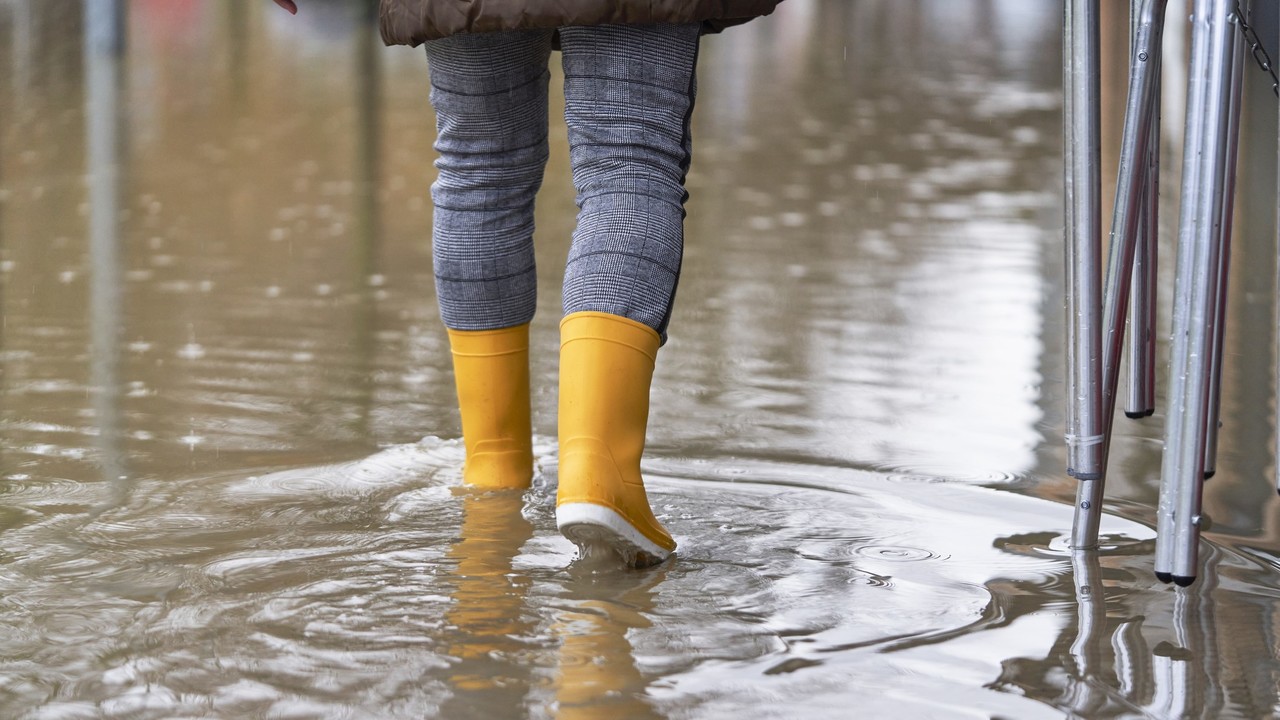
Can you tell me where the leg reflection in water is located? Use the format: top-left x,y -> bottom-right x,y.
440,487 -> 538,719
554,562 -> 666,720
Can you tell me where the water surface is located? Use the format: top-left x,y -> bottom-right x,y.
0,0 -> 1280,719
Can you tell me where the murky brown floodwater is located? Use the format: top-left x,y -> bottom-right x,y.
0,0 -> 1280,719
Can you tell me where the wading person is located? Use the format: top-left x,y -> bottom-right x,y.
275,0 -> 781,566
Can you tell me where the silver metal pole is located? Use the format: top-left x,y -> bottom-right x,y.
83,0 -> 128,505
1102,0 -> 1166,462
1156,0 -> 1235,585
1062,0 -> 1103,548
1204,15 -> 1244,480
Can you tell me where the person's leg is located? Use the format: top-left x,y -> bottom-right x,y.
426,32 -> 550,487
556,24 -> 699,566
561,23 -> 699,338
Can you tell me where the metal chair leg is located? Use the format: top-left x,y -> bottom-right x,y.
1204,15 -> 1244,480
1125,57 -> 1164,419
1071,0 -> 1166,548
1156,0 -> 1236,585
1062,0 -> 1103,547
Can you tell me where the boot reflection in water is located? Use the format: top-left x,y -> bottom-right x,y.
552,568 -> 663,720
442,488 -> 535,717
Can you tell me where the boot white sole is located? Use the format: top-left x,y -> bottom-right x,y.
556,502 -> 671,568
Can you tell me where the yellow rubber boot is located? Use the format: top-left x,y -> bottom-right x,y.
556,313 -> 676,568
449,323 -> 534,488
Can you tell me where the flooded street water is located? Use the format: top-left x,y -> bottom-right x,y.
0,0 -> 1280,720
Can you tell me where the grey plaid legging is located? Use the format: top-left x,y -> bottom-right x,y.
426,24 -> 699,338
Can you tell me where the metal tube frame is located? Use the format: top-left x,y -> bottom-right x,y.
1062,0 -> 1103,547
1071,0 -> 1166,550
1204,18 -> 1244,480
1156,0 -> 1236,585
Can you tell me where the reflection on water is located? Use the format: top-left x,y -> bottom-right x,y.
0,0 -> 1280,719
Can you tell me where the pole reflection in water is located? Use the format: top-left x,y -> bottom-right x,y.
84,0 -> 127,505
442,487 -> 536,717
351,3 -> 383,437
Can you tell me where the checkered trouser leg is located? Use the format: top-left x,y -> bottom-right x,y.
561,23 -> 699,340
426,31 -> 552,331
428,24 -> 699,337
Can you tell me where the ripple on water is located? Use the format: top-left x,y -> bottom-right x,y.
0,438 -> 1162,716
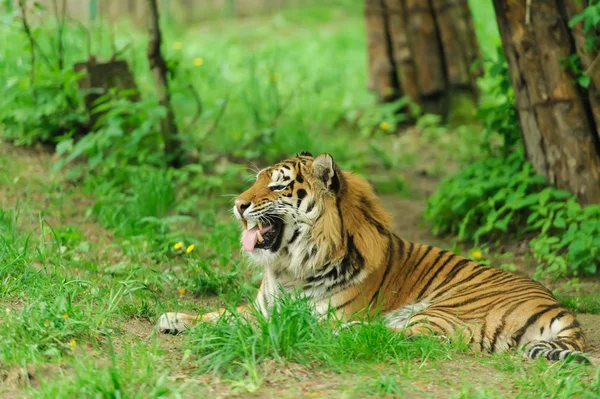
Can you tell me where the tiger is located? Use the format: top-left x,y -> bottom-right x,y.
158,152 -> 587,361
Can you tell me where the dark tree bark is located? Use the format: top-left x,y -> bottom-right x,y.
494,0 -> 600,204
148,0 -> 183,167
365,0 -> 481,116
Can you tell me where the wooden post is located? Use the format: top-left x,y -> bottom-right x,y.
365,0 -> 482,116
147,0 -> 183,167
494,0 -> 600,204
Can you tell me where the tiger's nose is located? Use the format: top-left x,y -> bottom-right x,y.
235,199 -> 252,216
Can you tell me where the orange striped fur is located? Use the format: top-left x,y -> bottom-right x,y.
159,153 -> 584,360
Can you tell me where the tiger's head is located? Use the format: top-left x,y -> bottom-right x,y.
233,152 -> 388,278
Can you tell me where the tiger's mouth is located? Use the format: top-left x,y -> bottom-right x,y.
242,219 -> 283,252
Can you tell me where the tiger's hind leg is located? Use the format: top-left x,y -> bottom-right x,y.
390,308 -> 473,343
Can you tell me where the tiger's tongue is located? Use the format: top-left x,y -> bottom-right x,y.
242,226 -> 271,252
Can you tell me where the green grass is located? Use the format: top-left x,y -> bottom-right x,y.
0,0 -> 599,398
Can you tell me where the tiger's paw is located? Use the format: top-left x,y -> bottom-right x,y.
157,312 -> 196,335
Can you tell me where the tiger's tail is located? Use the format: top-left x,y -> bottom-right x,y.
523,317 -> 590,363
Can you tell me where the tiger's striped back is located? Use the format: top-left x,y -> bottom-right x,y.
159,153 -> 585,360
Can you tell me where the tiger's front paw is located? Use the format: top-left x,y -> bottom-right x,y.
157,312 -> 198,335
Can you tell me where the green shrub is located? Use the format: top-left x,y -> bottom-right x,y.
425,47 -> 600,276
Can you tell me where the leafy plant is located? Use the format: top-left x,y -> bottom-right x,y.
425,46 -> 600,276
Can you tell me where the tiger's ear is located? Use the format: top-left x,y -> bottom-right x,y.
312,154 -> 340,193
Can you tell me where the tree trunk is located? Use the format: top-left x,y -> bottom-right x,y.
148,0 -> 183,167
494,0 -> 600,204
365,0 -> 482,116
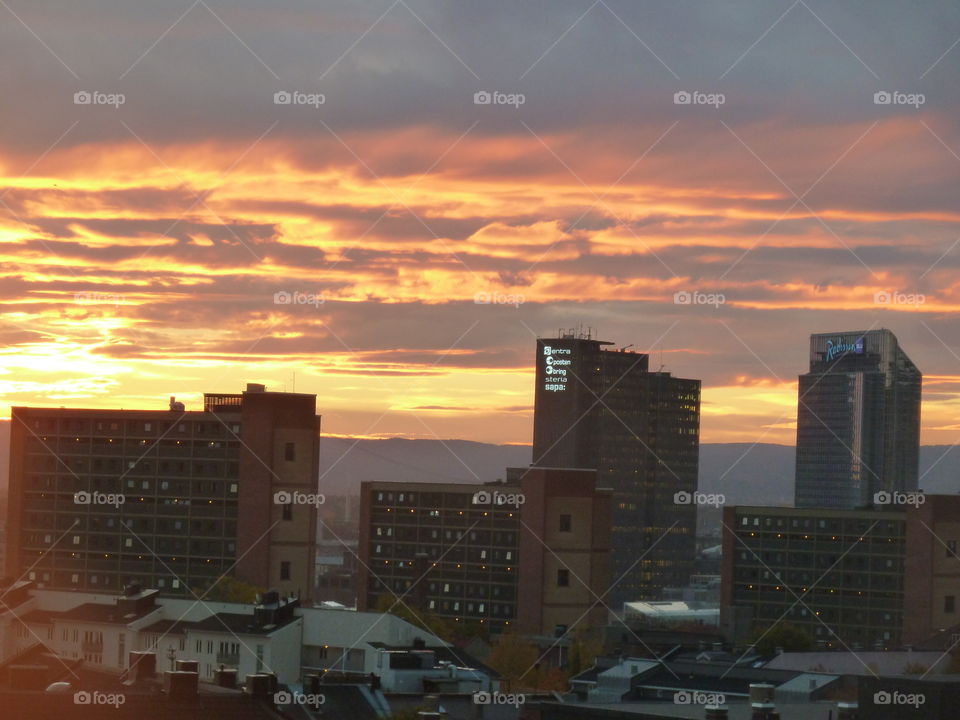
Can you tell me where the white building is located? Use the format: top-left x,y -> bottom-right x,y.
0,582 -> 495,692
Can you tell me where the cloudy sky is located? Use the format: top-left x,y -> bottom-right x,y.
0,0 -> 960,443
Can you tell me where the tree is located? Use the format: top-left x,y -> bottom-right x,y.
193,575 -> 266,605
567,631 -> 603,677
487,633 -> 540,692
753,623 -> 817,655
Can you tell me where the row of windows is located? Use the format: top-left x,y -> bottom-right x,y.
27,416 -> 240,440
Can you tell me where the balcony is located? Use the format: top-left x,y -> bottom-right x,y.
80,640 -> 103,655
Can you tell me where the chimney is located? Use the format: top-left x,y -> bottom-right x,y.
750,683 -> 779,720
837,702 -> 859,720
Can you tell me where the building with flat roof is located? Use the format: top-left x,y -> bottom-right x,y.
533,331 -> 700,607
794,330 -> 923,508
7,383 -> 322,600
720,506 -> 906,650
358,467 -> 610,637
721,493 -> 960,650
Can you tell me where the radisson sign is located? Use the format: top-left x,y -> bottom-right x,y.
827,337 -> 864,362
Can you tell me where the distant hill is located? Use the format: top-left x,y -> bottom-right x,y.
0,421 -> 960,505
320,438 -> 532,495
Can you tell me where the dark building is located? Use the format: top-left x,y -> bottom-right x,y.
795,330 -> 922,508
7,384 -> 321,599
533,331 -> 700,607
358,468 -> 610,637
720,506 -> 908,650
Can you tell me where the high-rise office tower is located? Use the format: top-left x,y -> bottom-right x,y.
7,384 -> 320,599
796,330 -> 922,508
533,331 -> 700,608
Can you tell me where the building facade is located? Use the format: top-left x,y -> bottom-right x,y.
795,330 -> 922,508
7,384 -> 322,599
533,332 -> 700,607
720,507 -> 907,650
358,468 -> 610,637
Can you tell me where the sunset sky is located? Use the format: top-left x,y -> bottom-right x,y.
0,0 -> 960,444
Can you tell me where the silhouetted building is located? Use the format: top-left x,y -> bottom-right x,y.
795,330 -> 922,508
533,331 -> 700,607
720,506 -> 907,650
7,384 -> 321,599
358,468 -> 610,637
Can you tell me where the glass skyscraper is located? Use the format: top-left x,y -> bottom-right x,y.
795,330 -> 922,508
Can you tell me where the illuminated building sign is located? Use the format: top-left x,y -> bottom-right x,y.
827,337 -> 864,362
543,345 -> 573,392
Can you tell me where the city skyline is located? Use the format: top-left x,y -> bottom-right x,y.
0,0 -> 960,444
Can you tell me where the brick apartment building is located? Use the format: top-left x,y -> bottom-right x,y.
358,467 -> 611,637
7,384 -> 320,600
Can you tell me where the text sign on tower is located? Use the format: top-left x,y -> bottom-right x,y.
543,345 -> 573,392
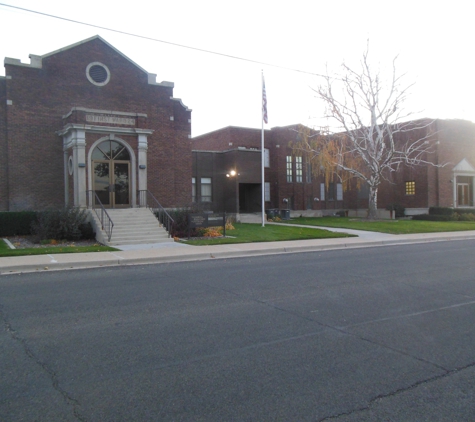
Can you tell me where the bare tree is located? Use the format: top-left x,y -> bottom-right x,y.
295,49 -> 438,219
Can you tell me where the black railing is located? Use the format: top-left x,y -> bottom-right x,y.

WHAT YOU SHOULD DO: Could you give the records again from the line holding "Can you tell me where the silhouetted" through the end of the records, inclusive, with the requests included, 88 added to every bounding-box coordinate, and the pictures left out?

EXERCISE OUTPUT:
Can you tell me where the silhouetted building is located? Use the format: top-left x,y -> bottom-right x,y.
883,418 -> 1010,596
621,419 -> 788,695
808,594 -> 995,738
95,472 -> 409,687
446,556 -> 698,725
Can you tell me where the glass skyscraper is located? Use the format: top-left x,y -> bottom-right x,y.
883,418 -> 1010,596
Can you tell me where the illuminated building sign is located? Use the format: top-left x,y -> bottom-right x,y.
915,425 -> 952,450
631,433 -> 661,480
Can you tell me where the city skyline is located? Use the format: top-left x,y -> bottom-right x,y.
88,88 -> 1048,532
Can you tell me where the brick apartment building is located? Use the format: top-left x,y -> bottom-right x,y.
446,555 -> 699,725
95,472 -> 408,688
Can you tell me where the text sign on tower is located? Use the format: top-left x,y -> bottom-right x,y.
631,433 -> 661,480
Can you tell me where the bare tree is located? Use the format: top-left x,y -> bottom-right x,y.
383,137 -> 526,307
Can you tell me where the black railing is located? Use the format: top-left x,y -> bottom-right x,y.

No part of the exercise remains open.